* Task goal: For each entry, repeat the text exactly and omit any picture it holds.

[Dataset entries]
= Beginning of Section =

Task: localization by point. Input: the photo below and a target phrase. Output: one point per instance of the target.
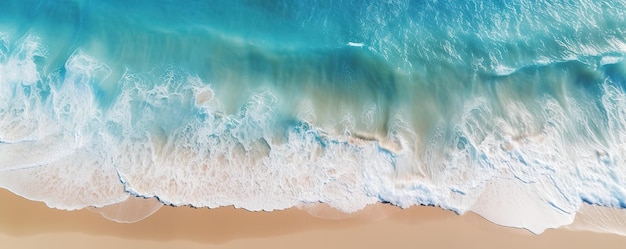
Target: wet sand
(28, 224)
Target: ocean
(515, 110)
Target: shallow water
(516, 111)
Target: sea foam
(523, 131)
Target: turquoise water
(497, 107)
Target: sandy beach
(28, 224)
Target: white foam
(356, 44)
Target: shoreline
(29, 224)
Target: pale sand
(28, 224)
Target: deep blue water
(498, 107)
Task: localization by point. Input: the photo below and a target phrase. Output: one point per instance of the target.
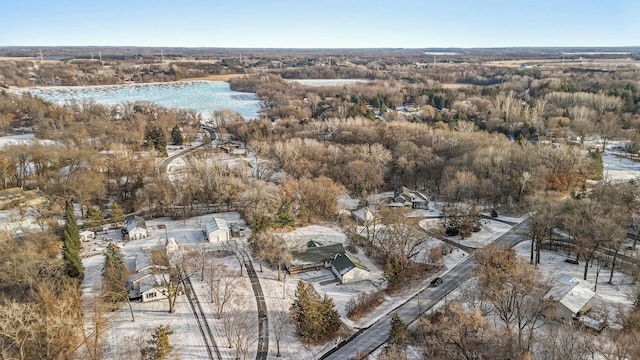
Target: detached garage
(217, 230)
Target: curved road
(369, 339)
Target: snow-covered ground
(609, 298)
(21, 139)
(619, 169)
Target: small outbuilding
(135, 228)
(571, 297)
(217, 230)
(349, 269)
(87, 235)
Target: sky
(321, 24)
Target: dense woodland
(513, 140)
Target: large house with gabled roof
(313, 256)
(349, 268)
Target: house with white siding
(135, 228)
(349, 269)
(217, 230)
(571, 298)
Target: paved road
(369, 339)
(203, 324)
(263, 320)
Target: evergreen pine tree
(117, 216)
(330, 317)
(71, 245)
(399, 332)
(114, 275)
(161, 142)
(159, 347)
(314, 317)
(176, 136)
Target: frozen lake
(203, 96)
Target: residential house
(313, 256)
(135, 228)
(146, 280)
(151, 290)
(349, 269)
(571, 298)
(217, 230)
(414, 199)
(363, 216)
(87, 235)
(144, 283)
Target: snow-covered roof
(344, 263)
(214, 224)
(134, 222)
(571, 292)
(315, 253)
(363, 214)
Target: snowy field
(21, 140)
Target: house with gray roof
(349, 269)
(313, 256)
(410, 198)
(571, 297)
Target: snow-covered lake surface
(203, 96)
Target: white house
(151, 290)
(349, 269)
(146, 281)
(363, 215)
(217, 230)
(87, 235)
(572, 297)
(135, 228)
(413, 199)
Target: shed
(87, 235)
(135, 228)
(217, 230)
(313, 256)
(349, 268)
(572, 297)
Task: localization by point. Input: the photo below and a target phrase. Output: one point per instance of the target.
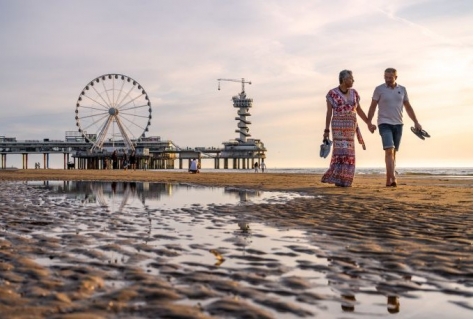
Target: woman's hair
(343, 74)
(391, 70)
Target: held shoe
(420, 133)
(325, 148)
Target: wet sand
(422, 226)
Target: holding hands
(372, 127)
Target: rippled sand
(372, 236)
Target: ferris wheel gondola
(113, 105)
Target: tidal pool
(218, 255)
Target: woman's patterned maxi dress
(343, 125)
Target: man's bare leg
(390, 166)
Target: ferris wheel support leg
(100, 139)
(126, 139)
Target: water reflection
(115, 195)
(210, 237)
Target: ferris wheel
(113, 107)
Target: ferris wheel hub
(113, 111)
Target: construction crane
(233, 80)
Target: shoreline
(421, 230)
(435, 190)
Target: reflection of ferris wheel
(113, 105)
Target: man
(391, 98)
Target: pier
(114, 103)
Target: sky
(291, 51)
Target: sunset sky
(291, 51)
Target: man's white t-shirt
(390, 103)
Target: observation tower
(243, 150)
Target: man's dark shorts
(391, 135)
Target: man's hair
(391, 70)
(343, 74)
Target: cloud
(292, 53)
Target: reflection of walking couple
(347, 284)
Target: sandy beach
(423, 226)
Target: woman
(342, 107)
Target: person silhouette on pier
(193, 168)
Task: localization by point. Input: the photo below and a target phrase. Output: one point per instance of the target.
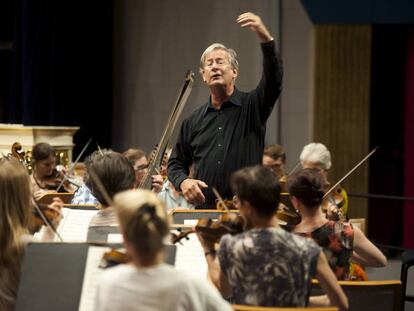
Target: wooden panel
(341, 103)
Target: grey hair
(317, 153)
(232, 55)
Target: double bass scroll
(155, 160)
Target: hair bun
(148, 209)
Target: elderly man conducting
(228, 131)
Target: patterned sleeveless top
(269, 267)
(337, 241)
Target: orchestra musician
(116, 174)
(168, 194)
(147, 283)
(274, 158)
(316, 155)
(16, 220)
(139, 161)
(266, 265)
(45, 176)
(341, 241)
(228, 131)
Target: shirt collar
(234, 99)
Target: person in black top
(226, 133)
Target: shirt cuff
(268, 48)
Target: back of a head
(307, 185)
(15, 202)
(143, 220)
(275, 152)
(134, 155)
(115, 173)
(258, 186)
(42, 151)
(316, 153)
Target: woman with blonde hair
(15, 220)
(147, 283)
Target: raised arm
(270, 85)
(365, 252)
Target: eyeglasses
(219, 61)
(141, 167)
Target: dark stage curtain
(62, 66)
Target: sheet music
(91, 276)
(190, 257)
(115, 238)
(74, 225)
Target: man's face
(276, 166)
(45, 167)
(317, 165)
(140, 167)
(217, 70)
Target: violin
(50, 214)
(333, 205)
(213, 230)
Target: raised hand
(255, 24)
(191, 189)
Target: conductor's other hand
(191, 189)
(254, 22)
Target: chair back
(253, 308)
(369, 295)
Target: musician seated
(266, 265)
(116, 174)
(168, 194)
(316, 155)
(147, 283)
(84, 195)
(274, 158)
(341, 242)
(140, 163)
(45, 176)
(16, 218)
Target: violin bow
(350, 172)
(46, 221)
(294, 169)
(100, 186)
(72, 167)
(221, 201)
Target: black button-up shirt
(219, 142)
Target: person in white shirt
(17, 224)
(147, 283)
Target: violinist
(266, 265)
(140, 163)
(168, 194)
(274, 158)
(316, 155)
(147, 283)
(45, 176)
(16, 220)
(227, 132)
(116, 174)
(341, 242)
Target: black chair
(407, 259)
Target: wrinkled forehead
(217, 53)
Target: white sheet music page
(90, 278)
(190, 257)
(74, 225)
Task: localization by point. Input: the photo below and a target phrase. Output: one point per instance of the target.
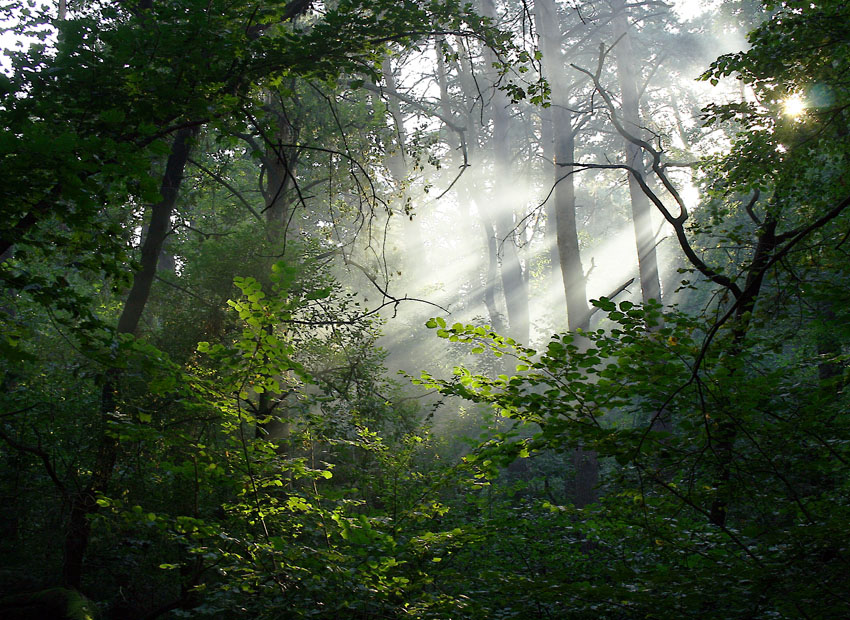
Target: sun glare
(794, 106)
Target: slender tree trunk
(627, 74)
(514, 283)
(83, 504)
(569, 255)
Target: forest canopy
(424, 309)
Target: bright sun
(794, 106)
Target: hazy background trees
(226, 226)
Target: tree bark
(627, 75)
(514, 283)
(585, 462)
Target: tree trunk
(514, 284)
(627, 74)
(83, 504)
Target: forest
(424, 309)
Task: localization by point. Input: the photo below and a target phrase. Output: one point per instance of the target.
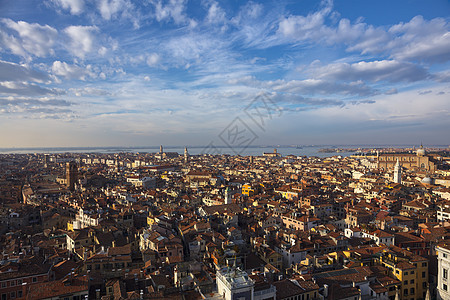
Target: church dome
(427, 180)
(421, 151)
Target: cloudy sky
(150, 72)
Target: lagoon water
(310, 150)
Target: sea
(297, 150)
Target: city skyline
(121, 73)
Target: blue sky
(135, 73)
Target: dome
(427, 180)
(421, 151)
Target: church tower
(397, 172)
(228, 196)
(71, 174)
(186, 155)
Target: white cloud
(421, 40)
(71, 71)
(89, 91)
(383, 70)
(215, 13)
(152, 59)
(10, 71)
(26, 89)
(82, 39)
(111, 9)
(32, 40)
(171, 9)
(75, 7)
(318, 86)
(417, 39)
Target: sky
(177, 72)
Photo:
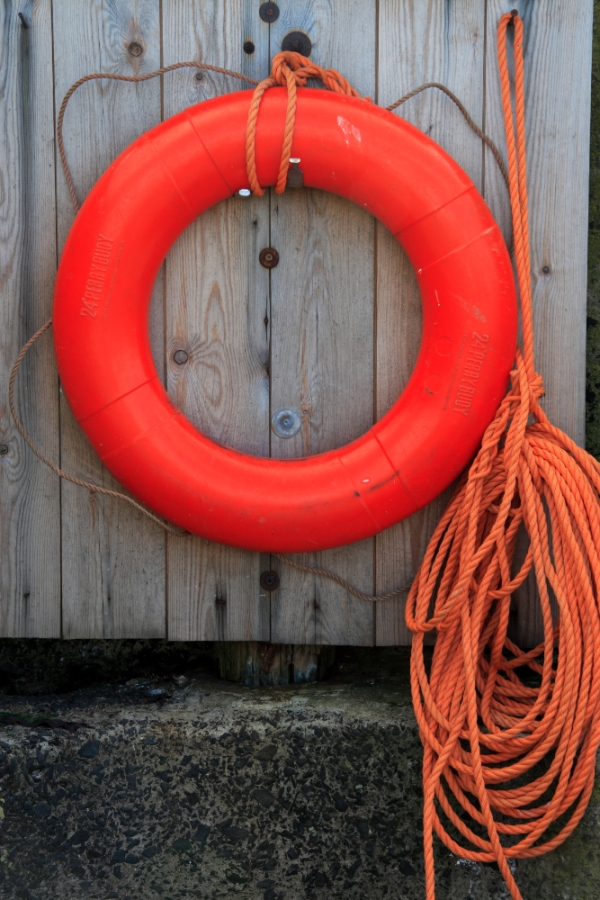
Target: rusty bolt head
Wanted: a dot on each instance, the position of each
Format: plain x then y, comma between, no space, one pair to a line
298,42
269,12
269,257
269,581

= End of Section =

* Solution for this problem:
Task: localization by point. Input: the photo below and a target phrase. Output: one point per instance of the target.
Target: wet sand
(28, 224)
Target: ocean
(515, 110)
Target: shallow water
(516, 111)
Target: sea foam
(523, 131)
Target: turquoise water
(497, 107)
Target: sandy beach
(28, 224)
Target: white foam
(356, 44)
Target: shoreline
(29, 224)
Target: pale sand
(28, 224)
Target: deep blue water
(498, 107)
Task: localization by point. Input: the photo below and a target phrase. Output: one point per instance of the target.
Target: detached garage
(217, 230)
Target: curved road
(369, 339)
Target: snow-covered ground
(609, 298)
(21, 139)
(619, 169)
Target: small outbuilding
(135, 228)
(571, 297)
(217, 230)
(349, 269)
(87, 235)
Target: sky
(321, 24)
Target: dense woodland
(513, 140)
Target: large house with gabled roof
(313, 256)
(349, 268)
Target: house with white siding
(135, 228)
(349, 269)
(217, 230)
(571, 298)
Target: paved road
(369, 339)
(203, 324)
(263, 320)
Target: evergreen pine tree
(117, 216)
(330, 317)
(71, 245)
(399, 332)
(114, 275)
(161, 142)
(159, 347)
(314, 317)
(176, 136)
Target: frozen lake
(203, 96)
Target: residential house
(313, 256)
(135, 228)
(146, 280)
(151, 290)
(349, 269)
(571, 298)
(217, 230)
(414, 199)
(363, 216)
(87, 235)
(144, 283)
Target: snow-covered roof
(344, 263)
(214, 224)
(134, 222)
(571, 292)
(315, 253)
(363, 214)
Target: snowy field
(21, 140)
Target: house with gray roof
(349, 269)
(313, 256)
(410, 198)
(571, 297)
Target: snow-covered lake surface
(203, 96)
Target: white house
(151, 290)
(349, 269)
(146, 281)
(363, 215)
(217, 230)
(87, 235)
(572, 297)
(135, 228)
(413, 199)
Target: shed
(87, 235)
(135, 228)
(217, 230)
(313, 256)
(349, 268)
(572, 297)
Task: localization by point. Input: the photo below and a target phrase. Output: one point per instance of the target.
Target: woman's hair
(343, 74)
(391, 70)
Target: held shoe
(420, 133)
(325, 148)
Target: wet sand
(422, 226)
Target: holding hands
(372, 127)
Target: rippled sand
(372, 236)
Target: ferris wheel gondola
(113, 105)
Target: tidal pool
(218, 255)
Target: woman's patterned maxi dress
(343, 125)
Target: man's bare leg
(390, 166)
Target: ferris wheel support leg
(100, 139)
(126, 139)
Target: water reflection
(115, 195)
(210, 237)
Target: ferris wheel
(113, 107)
Target: ferris wheel hub
(113, 111)
Target: construction crane
(233, 80)
Target: shoreline
(421, 230)
(435, 190)
Target: reflection of ferris wheel
(113, 105)
Target: man
(391, 98)
Target: pier
(114, 103)
Target: sky
(291, 51)
Target: sunset sky
(291, 51)
Target: man's white t-shirt
(390, 103)
Target: observation tower
(243, 150)
Target: man's dark shorts
(391, 135)
Target: man's hair
(391, 70)
(343, 74)
Target: cloud
(292, 53)
Target: reflection of walking couple
(347, 284)
Target: sandy beach
(423, 226)
Target: woman
(342, 107)
Target: person silhouette on pier
(193, 168)
Task: localization by point. Input: the photo below and a target phrase. Output: one point per instance of the target.
Target: wooden panel
(341, 103)
Target: grey hair
(317, 153)
(232, 55)
Target: double bass scroll
(155, 160)
Target: hair bun
(148, 209)
Target: elderly man conducting
(228, 131)
Target: patterned sleeveless top
(269, 267)
(337, 241)
Target: orchestra musician
(116, 174)
(168, 194)
(147, 283)
(274, 158)
(316, 155)
(16, 220)
(139, 161)
(266, 265)
(45, 176)
(341, 241)
(228, 131)
Target: shirt collar
(234, 99)
Target: person in black top
(226, 133)
Target: shirt cuff
(268, 48)
Target: back of a head
(307, 185)
(15, 202)
(143, 220)
(275, 152)
(134, 155)
(115, 173)
(258, 186)
(42, 151)
(316, 153)
Target: woman with blonde hair
(15, 220)
(147, 283)
Target: raised arm
(270, 85)
(365, 252)
Target: eyeglasses
(219, 61)
(141, 167)
Target: dark stage curtain
(62, 66)
Target: sheet music
(91, 276)
(190, 257)
(115, 238)
(74, 225)
Target: man's face
(276, 166)
(45, 167)
(317, 165)
(140, 167)
(217, 70)
Target: violin
(50, 214)
(333, 205)
(213, 230)
Target: raised hand
(255, 24)
(191, 189)
Target: conductor's other hand
(191, 189)
(254, 22)
Target: chair back
(253, 308)
(369, 295)
Target: musician seated
(266, 265)
(116, 174)
(168, 194)
(316, 155)
(147, 283)
(84, 195)
(274, 158)
(341, 242)
(140, 163)
(45, 176)
(16, 218)
Target: violin bow
(350, 172)
(46, 221)
(294, 169)
(100, 186)
(72, 167)
(221, 201)
Target: black button-up shirt
(219, 142)
Target: person in white shirt
(17, 224)
(147, 283)
Target: violinist
(266, 265)
(140, 163)
(168, 194)
(274, 158)
(316, 155)
(147, 283)
(45, 176)
(16, 220)
(227, 132)
(116, 174)
(341, 242)
Target: black chair
(407, 259)
Target: wrinkled forehead
(217, 53)
Target: white sheet music page
(90, 278)
(190, 257)
(74, 225)
Task: localization by point. Input: the photo below and a target phrase. Output: one point per instance of the target.
Target: sun glare
(794, 106)
Target: slender tree trunk
(627, 74)
(514, 283)
(83, 504)
(569, 255)
Target: forest canopy
(424, 309)
Target: bright sun
(794, 106)
Target: hazy background trees
(226, 226)
Target: tree bark
(627, 75)
(514, 283)
(585, 462)
Target: tree trunk
(514, 284)
(627, 74)
(83, 504)
Target: forest
(424, 309)
Task: localization by point. Input: the photo below and a target phrase. Output: one point per instance of the target.
Target: church dome
(427, 180)
(421, 151)
Target: cloudy sky
(150, 72)
Target: lagoon water
(310, 150)
Target: sea
(297, 150)
Target: city skyline
(121, 73)
Target: blue sky
(135, 73)
Target: dome
(427, 180)
(421, 151)
Target: church tower
(397, 172)
(228, 196)
(71, 174)
(186, 155)
Target: white cloud
(421, 40)
(71, 71)
(89, 91)
(383, 70)
(215, 13)
(152, 59)
(10, 71)
(26, 89)
(82, 39)
(111, 9)
(32, 40)
(171, 9)
(75, 7)
(318, 86)
(417, 39)
Target: sky
(177, 72)
Photo:
Target: rusty bolt head
Wanted: a dot on each instance, the position of each
Format: plain x then y, comma between, no space, one pair to a line
298,42
269,12
269,257
269,581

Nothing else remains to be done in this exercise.